───── RECORDS TO USE ─────

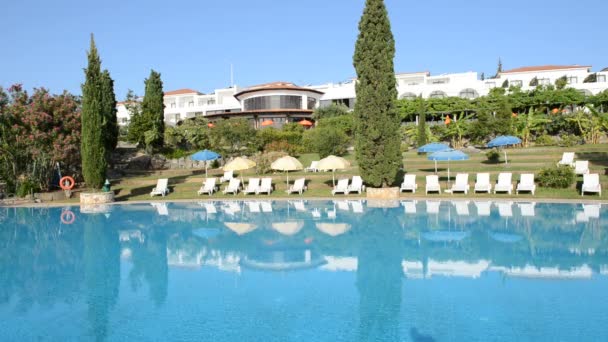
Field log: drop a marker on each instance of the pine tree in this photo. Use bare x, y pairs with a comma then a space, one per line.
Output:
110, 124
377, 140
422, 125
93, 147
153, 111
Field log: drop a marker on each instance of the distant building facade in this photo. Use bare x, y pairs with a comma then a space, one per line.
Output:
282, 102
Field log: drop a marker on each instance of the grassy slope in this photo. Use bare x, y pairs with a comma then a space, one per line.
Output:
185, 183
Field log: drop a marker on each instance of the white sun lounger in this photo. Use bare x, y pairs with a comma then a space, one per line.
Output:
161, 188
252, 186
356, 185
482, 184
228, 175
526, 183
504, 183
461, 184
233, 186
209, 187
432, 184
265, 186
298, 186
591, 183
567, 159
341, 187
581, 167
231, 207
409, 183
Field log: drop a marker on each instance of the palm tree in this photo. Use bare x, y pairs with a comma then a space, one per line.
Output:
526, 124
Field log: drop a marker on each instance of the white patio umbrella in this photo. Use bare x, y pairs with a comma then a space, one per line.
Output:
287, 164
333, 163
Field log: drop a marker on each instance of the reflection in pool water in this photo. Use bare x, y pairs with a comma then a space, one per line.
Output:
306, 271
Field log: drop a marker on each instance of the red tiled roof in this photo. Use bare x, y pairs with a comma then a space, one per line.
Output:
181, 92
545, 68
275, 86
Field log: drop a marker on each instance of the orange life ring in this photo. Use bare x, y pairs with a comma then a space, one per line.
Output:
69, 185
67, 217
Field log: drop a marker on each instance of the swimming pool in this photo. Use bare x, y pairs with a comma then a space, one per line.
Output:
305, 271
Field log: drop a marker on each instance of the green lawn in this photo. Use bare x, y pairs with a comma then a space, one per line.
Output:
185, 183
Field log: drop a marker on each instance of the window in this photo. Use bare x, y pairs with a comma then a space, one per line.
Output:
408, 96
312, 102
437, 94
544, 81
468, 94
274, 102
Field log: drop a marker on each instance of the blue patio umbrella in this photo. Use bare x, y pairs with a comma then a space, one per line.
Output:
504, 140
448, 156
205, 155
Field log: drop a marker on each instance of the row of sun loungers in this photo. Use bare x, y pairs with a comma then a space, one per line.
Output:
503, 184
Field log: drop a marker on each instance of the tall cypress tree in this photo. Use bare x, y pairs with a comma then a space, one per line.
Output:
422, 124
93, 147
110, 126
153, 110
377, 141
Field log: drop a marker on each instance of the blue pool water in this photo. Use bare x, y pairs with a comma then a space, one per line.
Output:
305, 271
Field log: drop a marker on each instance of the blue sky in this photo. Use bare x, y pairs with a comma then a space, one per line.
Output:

─────
───── RECORDS TO USE ─────

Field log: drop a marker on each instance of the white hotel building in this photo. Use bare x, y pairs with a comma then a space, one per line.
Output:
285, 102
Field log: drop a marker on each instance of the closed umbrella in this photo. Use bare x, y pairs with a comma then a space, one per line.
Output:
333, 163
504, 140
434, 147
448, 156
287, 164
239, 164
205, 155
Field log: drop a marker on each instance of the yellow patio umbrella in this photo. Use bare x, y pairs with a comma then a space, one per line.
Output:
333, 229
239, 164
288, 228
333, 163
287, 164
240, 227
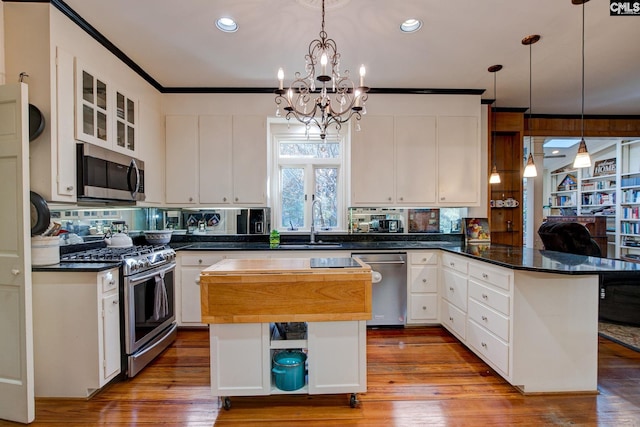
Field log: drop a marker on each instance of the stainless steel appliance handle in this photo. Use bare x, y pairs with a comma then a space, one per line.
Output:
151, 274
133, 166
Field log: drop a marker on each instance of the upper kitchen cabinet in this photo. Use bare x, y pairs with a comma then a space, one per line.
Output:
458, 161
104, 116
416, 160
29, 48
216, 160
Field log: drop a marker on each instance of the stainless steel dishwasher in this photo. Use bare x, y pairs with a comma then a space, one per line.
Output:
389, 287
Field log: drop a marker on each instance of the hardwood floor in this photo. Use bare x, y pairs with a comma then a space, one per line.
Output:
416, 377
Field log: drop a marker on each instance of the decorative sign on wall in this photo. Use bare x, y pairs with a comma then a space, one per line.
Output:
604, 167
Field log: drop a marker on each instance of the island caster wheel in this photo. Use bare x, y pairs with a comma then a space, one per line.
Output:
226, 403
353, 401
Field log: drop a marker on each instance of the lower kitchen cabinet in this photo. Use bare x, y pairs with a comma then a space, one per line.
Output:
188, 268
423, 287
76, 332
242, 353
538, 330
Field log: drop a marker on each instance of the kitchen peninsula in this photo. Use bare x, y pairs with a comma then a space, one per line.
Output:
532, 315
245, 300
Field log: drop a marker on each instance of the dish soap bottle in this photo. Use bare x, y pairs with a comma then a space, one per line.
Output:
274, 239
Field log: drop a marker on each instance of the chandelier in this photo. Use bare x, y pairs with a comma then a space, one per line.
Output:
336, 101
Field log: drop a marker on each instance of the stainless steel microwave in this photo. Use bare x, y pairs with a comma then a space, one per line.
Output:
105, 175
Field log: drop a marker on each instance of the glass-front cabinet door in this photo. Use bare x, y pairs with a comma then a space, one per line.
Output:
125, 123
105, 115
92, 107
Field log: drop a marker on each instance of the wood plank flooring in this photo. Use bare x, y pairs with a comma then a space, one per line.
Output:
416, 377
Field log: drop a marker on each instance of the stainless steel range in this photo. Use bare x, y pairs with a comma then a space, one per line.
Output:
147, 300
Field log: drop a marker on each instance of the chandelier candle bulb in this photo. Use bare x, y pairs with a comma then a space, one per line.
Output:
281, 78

─────
───── RECORDS TO USE ─────

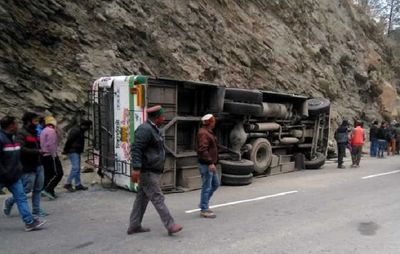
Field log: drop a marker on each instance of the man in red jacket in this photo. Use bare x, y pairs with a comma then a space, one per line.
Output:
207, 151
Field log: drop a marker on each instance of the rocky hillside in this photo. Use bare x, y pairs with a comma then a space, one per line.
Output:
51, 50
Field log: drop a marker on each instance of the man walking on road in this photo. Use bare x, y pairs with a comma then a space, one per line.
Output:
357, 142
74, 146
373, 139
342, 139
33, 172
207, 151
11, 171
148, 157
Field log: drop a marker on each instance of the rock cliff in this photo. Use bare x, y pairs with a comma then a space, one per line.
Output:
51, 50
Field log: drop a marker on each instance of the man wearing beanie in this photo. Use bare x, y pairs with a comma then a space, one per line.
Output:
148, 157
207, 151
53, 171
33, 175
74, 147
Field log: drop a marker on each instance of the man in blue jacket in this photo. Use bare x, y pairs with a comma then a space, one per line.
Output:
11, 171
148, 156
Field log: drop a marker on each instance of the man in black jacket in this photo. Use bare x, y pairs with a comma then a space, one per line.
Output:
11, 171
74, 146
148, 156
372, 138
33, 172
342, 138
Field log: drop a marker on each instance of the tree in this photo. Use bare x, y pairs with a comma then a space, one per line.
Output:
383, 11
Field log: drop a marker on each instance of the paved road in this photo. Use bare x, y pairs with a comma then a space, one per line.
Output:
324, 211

─────

Count the lines in the records that contain the string "road". Reply with the number alone.

RESULT OF THE EXERCISE:
2